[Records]
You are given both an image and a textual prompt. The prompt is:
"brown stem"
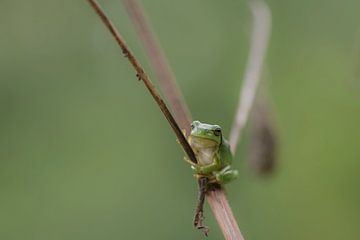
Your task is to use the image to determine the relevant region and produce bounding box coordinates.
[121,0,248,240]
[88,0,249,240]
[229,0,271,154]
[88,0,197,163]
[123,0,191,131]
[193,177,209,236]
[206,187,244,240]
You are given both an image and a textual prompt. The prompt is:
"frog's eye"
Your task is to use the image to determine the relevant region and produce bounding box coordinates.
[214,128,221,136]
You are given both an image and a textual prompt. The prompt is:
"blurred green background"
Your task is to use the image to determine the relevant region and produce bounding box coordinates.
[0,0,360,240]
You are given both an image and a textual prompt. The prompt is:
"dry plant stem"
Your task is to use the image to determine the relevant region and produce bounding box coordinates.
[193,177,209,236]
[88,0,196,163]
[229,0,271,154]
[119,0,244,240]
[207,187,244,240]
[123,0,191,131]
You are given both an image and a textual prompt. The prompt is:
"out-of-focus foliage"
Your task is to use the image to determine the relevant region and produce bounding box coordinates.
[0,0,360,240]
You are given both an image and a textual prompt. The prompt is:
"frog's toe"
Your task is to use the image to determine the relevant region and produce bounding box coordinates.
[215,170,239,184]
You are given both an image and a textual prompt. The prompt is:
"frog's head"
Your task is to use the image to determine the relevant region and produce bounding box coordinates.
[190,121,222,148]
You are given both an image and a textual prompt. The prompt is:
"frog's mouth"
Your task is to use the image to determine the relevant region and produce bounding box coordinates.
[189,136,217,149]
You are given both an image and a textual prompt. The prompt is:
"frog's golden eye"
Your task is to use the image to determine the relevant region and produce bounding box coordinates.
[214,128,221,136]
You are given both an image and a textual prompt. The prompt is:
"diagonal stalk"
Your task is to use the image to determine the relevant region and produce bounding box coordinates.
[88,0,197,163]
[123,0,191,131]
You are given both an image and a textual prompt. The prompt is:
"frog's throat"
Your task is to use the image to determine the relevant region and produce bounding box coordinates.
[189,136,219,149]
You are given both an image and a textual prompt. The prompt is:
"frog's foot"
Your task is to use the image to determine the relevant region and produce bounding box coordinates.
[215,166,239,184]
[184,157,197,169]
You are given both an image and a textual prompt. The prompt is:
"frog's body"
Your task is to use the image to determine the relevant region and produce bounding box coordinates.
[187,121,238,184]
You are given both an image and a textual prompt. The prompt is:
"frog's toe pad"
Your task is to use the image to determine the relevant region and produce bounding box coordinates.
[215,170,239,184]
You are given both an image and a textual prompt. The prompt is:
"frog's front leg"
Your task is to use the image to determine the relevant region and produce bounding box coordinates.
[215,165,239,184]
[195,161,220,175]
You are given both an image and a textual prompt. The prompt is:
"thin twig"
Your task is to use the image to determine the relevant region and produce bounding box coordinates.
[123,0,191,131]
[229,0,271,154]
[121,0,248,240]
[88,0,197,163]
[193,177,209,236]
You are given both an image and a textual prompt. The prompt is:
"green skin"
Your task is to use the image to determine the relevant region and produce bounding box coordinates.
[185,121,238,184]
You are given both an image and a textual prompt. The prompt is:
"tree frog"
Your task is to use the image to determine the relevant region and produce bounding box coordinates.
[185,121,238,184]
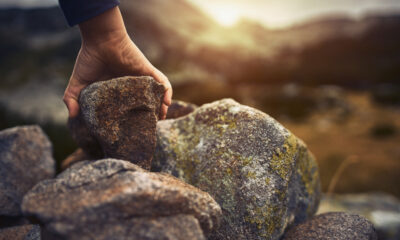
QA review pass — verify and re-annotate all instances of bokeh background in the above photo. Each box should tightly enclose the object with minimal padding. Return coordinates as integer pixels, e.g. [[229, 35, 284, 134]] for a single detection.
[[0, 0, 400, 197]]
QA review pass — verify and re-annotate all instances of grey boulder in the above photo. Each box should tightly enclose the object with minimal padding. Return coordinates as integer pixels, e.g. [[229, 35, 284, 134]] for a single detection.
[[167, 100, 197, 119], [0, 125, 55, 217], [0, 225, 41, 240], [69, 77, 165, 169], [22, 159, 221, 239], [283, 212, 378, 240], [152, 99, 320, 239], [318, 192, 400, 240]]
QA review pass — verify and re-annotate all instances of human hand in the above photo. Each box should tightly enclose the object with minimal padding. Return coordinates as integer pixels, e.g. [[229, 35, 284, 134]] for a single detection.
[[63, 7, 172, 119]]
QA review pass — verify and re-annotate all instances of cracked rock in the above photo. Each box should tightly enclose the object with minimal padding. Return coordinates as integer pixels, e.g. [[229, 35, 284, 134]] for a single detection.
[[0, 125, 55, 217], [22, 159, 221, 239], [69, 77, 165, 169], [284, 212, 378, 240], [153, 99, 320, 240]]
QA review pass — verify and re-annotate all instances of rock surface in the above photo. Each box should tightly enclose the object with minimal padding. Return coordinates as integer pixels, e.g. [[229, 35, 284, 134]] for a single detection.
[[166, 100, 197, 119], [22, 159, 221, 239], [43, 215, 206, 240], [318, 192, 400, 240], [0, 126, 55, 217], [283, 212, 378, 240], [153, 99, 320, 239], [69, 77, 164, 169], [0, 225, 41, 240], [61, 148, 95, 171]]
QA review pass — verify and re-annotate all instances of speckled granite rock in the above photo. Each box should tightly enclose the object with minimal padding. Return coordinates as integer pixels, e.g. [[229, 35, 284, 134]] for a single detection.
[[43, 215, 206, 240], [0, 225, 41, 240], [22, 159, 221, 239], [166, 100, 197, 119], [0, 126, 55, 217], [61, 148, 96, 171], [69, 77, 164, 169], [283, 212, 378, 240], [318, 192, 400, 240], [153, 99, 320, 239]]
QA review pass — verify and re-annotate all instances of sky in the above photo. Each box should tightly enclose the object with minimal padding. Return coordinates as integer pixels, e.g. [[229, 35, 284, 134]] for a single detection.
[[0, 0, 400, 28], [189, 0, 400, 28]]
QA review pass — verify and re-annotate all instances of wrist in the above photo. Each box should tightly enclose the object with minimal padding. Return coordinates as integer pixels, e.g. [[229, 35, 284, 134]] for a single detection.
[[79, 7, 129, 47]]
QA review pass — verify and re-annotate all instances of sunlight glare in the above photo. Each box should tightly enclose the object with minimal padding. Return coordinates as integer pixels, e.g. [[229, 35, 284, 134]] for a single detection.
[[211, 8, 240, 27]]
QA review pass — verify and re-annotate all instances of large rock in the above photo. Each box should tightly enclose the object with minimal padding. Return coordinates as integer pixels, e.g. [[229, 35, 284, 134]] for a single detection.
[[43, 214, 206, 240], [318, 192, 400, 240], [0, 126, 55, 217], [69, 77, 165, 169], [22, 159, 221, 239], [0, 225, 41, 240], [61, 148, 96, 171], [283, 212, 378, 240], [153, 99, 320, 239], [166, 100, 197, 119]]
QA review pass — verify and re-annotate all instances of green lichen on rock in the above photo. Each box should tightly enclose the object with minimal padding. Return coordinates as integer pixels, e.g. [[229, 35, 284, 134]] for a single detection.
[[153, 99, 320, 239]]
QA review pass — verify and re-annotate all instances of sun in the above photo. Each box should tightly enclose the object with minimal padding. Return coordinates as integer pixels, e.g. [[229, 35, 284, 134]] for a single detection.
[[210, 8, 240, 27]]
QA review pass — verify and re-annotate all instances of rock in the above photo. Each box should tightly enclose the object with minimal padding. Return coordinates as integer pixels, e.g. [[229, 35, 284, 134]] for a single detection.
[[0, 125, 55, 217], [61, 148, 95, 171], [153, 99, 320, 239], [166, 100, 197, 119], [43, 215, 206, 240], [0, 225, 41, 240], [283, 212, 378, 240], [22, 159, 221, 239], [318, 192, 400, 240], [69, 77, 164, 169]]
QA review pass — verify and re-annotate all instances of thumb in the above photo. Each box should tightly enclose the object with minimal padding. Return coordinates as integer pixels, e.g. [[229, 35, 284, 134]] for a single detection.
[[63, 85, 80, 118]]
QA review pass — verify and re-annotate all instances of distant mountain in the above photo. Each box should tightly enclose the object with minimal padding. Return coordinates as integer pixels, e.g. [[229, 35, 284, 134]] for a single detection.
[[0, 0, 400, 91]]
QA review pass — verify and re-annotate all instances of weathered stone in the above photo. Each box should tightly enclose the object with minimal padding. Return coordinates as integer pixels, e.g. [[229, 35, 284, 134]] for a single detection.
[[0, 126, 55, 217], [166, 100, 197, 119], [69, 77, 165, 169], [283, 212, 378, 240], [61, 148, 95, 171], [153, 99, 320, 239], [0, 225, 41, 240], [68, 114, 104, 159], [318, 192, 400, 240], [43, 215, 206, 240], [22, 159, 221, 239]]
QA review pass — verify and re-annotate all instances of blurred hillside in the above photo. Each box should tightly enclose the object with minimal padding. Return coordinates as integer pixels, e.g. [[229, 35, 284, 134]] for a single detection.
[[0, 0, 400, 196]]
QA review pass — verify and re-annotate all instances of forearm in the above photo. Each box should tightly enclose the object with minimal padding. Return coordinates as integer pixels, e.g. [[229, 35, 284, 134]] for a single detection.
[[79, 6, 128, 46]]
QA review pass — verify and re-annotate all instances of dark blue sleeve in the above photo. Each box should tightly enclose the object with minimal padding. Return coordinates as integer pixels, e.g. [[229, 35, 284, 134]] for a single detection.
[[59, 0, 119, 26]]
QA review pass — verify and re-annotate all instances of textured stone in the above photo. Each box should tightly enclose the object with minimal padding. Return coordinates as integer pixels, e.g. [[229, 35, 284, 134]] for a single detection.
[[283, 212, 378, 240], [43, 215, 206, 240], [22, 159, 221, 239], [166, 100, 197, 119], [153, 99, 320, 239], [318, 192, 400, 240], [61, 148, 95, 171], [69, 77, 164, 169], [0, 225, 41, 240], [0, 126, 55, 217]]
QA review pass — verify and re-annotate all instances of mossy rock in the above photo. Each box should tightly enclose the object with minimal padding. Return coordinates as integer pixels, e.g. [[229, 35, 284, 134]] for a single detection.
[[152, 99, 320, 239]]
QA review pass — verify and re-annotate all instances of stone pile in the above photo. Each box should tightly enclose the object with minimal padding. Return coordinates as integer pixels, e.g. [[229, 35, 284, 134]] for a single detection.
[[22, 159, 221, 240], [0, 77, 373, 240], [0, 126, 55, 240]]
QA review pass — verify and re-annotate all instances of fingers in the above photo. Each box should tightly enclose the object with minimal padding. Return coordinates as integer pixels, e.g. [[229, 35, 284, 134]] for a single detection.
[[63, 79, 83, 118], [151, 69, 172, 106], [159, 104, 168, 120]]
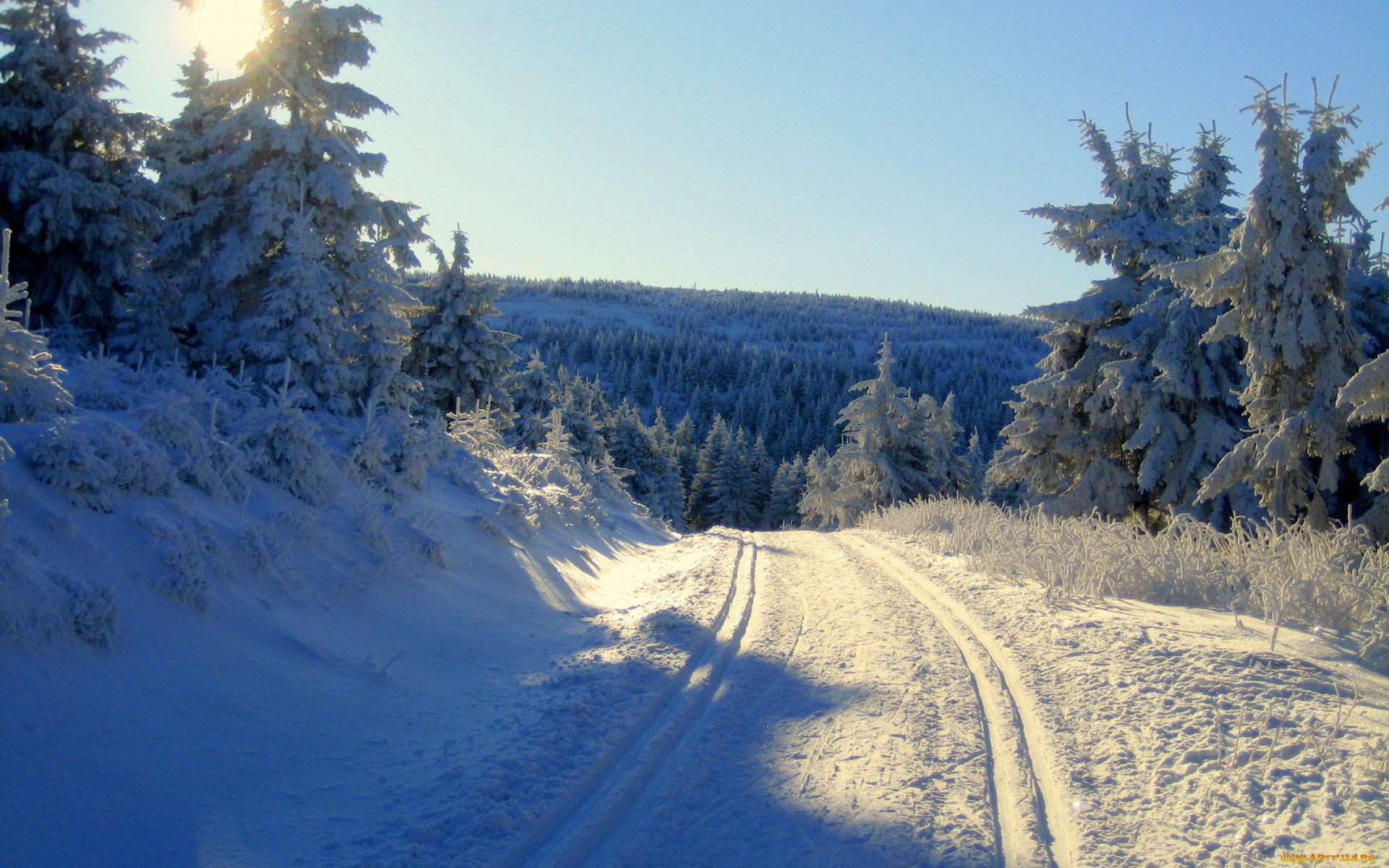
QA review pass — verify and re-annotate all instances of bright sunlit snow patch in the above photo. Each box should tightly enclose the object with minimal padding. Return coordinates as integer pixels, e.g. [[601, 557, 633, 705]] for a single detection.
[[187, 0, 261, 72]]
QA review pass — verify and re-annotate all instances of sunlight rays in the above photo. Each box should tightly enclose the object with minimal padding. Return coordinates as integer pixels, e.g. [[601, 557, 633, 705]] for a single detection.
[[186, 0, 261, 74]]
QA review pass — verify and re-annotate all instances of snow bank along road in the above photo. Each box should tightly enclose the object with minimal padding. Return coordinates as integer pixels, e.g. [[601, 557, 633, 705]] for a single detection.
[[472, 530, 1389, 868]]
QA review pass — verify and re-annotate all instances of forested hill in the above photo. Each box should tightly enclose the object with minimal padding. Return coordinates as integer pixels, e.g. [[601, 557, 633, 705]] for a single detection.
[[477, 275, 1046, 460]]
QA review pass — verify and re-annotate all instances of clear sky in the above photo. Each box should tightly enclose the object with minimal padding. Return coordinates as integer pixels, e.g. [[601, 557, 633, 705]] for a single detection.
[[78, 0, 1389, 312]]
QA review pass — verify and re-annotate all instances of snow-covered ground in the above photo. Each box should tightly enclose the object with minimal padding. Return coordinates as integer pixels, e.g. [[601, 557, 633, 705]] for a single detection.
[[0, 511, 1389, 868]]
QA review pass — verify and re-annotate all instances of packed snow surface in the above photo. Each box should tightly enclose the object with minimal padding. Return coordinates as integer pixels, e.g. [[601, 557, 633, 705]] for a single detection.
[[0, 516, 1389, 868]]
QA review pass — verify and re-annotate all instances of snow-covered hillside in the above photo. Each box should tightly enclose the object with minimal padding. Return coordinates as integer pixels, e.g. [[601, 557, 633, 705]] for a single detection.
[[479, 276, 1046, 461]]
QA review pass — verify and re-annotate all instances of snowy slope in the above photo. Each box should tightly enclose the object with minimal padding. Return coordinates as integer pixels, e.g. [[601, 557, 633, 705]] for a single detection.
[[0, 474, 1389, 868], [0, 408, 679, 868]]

> [To do]:
Rescale the lines from the one containing "QA review pass — verify and re-annotate all instances of bright" through the one containing "[[186, 0, 261, 74]]", both included, and give only those lines again, requests and all. Multiply every bounding box coordinate in the answers by 2.5 and round to whole numbers, halves going up, leaving the numbers in the requests and their sample format unchanged.

> [Output]:
QA review pass — verify and re-annotate all instances of bright sunlit snow patch in the above photo. Each box should tightly enclose the object with minimal padding. Return coordinates as integer pixels, e.g. [[601, 557, 633, 705]] for a single detection.
[[468, 0, 653, 180]]
QA review pass — verify and re-annotate all instances of sunlight rays in the above photo. Each box should tightly enclose the object with minimal padding. Return coordinates as integer pixels, e.g. [[601, 557, 633, 705]] for a single detection.
[[465, 0, 653, 185]]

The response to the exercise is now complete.